## Materials provided
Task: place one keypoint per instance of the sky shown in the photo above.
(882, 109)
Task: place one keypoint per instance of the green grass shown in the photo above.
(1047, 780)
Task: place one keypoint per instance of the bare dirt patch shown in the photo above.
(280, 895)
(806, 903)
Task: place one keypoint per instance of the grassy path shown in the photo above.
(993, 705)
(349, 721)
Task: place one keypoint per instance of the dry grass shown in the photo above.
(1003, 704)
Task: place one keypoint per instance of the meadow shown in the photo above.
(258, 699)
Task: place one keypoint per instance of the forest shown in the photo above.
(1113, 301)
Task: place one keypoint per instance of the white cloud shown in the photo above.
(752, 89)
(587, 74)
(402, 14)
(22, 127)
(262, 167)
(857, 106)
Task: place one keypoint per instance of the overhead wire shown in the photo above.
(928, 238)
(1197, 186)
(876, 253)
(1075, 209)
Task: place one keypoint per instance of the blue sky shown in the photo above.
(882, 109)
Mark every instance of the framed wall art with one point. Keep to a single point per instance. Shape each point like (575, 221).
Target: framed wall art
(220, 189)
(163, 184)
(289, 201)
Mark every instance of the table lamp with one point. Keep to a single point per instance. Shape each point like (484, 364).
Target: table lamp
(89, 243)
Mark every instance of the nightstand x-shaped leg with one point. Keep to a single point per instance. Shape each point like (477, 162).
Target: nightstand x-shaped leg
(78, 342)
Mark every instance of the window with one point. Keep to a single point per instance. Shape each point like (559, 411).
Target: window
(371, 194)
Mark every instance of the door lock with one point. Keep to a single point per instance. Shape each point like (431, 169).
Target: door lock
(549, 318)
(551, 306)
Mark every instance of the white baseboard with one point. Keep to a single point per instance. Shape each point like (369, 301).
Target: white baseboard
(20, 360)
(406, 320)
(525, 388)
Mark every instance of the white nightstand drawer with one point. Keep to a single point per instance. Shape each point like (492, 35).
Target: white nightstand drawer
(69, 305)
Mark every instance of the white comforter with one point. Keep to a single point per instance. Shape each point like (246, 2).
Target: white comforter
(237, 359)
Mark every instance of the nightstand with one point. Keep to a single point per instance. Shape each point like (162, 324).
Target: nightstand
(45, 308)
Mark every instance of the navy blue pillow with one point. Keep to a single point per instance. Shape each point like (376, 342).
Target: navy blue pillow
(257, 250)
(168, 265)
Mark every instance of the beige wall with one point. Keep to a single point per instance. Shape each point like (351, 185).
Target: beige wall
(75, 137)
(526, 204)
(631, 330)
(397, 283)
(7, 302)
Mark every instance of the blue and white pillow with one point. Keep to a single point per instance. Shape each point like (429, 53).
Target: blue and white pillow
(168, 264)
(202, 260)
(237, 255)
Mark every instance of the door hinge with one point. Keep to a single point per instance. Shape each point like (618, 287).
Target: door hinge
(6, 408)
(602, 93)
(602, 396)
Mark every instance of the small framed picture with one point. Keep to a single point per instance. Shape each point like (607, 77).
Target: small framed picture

## Exercise details
Reproduce each entry above exactly, keeping every character.

## Answer to the problem
Task: place one keypoint per instance of the sky shown in the photo above.
(882, 109)
Task: place one keypoint per instance of the green grass shown in the photo above.
(1047, 780)
Task: place one keypoint per instance of the bare dirt patch shown in the photo above.
(280, 895)
(806, 903)
Task: place one keypoint per instance of the grassy path shown in the photo above.
(993, 705)
(349, 721)
Task: place one keypoint per instance of the dry grass shown in the photo above.
(1003, 704)
Task: place one keypoint per instance of the meadow shown in the photo above.
(258, 699)
Task: place one keypoint per instance of the forest shown in the photo above.
(1113, 301)
Task: place one keypoint per instance of the white cloud shown in the photo above.
(752, 89)
(587, 74)
(402, 14)
(22, 127)
(262, 167)
(857, 106)
Task: place one keypoint per instance of the overhead wire shown in the photo above.
(928, 238)
(1197, 186)
(876, 253)
(1075, 209)
Task: place one keypoint per instance of the blue sky shown in the photo above.
(882, 109)
Mark every instance of the framed wall art with one point. Keep to a single point per instance. Shape each point like (575, 221).
Target: framed wall art
(220, 189)
(163, 184)
(289, 201)
Mark every instance of the table lamp with one point. Keep to a single point per instance. Shape each point like (484, 364).
Target: table lamp
(89, 243)
Mark every instance of the nightstand x-shaped leg with one point. Keep to a single point per instance. Shape each point like (477, 162).
Target: nightstand x-shaped leg
(78, 342)
Mark every instance of the window with one point. Keep to a single point per instance. Shape each point like (559, 411).
Target: window
(371, 194)
Mark every instance of the door lock with one point. Keep to a single point per instance. Shape each point like (431, 169).
Target: door lock
(549, 318)
(551, 306)
Mark every instance of the white baseboard with one point. Keep to a single point per instance. Shape each point like (369, 301).
Target: white baseboard
(20, 360)
(406, 320)
(525, 388)
Mark every instance of the white nightstand drawer with one point. Keep to a single point per instance. Shape each point like (492, 35).
Target: white nightstand drawer
(69, 305)
Mark every instance of the white comforter with one point. Keep to a single point per instance. Shape each point like (246, 2).
Target: white comforter
(237, 359)
Mark every instance of the nightstand with one point. Keep to a single point per instance. Shape each point like (162, 324).
Target: nightstand
(45, 308)
Mark every instance of the navy blue pillow with one point. Keep to a single point per instance. Shape each point like (376, 342).
Target: navy blue pillow
(257, 250)
(168, 265)
Mark every instance of the beige wall with one point. Keep to a single point per instance. Shape each point like (351, 185).
Target: beige wall
(75, 137)
(526, 204)
(631, 330)
(397, 283)
(7, 302)
Mark every instance of the blue and white pillow with one point. Keep to a single point per instance. Shape each point like (429, 53).
Target: blue and white pillow
(168, 264)
(202, 260)
(237, 255)
Mark every instance of the door hinge with one point. Keep to a single point per instance. Shape each point like (618, 287).
Target: door hinge
(6, 408)
(602, 93)
(602, 396)
Mark every instance of the small framed picture with one point. Keep to a single point per instance. Shape each point like (607, 77).
Target: small framed picture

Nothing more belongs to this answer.